Data for review section start
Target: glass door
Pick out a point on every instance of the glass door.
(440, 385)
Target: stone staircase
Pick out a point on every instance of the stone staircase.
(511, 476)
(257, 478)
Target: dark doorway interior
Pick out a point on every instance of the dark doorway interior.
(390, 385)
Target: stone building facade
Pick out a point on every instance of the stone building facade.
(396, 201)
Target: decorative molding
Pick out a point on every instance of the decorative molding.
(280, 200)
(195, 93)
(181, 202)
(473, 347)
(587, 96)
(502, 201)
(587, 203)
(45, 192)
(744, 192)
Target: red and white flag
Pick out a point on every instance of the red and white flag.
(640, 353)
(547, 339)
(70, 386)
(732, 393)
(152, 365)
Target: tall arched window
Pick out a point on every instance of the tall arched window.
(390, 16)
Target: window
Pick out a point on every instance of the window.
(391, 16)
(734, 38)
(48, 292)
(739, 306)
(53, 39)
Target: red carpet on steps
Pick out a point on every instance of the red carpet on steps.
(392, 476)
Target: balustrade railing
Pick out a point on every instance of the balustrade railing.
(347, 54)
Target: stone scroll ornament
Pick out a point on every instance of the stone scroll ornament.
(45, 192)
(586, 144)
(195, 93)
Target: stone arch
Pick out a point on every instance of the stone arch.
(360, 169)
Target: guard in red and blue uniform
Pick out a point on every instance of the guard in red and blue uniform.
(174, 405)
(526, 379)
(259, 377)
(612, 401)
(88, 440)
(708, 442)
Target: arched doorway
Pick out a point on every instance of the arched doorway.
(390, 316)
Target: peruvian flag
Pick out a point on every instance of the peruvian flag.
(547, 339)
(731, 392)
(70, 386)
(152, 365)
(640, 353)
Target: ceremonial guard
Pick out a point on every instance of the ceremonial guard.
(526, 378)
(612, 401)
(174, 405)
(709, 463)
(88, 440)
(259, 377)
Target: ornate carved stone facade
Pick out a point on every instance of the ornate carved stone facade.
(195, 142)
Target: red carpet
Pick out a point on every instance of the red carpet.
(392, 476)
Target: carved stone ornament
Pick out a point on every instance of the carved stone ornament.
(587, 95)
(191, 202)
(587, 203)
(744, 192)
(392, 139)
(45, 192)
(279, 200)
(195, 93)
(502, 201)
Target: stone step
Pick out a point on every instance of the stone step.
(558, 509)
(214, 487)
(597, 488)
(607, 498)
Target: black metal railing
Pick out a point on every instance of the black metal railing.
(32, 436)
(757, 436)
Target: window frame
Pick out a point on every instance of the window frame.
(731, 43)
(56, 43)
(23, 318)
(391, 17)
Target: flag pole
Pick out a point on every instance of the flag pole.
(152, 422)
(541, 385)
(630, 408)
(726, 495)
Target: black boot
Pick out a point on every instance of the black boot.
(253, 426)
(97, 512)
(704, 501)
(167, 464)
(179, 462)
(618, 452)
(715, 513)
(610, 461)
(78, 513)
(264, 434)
Data for review section end
Data for review section start
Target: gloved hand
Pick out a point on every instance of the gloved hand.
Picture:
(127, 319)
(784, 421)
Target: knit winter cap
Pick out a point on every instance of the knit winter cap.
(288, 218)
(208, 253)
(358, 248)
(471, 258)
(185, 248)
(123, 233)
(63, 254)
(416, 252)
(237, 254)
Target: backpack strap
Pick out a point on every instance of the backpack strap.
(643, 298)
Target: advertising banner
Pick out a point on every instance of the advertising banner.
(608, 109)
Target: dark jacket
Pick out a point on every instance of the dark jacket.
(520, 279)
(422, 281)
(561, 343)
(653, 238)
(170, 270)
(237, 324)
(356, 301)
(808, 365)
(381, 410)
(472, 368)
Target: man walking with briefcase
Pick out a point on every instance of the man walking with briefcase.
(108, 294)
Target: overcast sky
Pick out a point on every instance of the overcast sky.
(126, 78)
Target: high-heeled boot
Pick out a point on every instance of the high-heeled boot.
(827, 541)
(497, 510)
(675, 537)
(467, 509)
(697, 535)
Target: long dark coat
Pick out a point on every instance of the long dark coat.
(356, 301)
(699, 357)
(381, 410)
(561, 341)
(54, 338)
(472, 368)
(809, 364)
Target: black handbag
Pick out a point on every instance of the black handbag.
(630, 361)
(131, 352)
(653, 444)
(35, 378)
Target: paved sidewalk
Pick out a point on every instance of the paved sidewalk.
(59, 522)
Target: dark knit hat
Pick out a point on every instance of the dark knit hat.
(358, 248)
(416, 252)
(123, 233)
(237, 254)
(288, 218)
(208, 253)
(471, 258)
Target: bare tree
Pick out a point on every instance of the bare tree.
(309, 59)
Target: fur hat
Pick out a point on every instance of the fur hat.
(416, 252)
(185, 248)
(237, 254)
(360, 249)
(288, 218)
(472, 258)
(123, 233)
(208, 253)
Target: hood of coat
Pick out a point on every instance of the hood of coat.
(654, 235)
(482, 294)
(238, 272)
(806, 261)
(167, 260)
Data for review section end
→ Work instruction
Your answer must consist solely of the lines above between the line holding "Target: glass door" and the line holding "Target: decorative molding", inclusive, copied exactly.

→ Solution
Target: glass door
Pick out a point on every instance of the glass door.
(440, 385)
Target: stone staircase
Pick out a point on every instance of the stone staircase.
(511, 476)
(257, 478)
Target: dark doorway interior
Pick out a point on every instance of the dark doorway interior.
(390, 385)
Target: stone building facade
Pick out a point on every instance of the stone building facade.
(396, 201)
Target: decorative molding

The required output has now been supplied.